> Entrées tirées d'une collection
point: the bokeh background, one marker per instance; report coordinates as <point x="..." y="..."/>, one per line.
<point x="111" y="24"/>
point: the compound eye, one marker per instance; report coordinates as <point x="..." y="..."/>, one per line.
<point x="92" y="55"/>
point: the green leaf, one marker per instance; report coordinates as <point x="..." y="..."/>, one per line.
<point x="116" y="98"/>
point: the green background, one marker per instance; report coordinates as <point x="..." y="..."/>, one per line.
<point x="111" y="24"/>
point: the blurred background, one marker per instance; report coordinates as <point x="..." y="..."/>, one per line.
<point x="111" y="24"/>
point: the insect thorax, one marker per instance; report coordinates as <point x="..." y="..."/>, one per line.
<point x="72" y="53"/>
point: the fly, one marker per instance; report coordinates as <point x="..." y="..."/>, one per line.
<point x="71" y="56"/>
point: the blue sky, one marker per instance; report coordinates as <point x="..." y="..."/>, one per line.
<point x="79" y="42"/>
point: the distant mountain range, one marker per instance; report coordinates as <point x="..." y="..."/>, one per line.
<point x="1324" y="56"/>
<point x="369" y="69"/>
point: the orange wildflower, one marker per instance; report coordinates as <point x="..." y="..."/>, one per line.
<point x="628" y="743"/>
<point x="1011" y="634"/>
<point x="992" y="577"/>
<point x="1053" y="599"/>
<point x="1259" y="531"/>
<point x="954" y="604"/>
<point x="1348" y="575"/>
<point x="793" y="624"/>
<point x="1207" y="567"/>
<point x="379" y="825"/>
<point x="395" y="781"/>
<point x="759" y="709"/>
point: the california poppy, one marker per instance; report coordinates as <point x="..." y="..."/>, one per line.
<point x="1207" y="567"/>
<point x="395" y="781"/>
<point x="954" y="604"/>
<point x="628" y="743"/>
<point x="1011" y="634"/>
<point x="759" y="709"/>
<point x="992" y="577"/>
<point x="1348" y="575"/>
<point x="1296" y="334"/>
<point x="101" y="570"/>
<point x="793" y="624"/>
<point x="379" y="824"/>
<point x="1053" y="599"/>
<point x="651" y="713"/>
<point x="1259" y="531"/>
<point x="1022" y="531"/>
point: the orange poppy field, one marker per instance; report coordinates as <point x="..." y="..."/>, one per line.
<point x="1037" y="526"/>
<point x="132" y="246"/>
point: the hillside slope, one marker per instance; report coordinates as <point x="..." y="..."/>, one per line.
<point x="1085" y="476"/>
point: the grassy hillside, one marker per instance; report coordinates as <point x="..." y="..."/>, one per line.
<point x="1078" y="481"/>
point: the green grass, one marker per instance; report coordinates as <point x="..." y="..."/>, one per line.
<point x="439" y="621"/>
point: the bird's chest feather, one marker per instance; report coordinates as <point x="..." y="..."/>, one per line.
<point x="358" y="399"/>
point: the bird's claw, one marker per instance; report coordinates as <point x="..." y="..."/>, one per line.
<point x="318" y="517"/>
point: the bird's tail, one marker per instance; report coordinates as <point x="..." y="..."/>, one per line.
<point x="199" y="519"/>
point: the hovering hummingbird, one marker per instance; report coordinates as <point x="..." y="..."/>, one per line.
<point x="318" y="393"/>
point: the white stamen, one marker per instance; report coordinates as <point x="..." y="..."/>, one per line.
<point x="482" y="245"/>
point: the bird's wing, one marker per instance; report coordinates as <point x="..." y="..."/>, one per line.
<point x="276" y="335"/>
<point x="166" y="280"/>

> CONSIGNE
Extrayez sans aucune modification les lignes des enregistrements qui vont de celle contenant « point: the bird's claw, one » jusqu'à la fin des enregistrements, bornes incluses.

> EN RÉPONSE
point: the bird's claw, one marker per instance; report coordinates as <point x="..." y="..."/>, one per line.
<point x="318" y="517"/>
point: the bird's tail, one marker per instance; report coordinates as <point x="..." y="..."/>, one per line.
<point x="199" y="519"/>
point: the hovering hummingbird, one marker per instance; report coordinates as <point x="..." y="..."/>, one per line.
<point x="318" y="393"/>
point: the white stamen, one marker per instance; report coordinates as <point x="..." y="..."/>, one per line.
<point x="482" y="245"/>
point: the bird's wing, one marker per instance; report coordinates as <point x="..." y="..."/>, one per line.
<point x="276" y="335"/>
<point x="166" y="280"/>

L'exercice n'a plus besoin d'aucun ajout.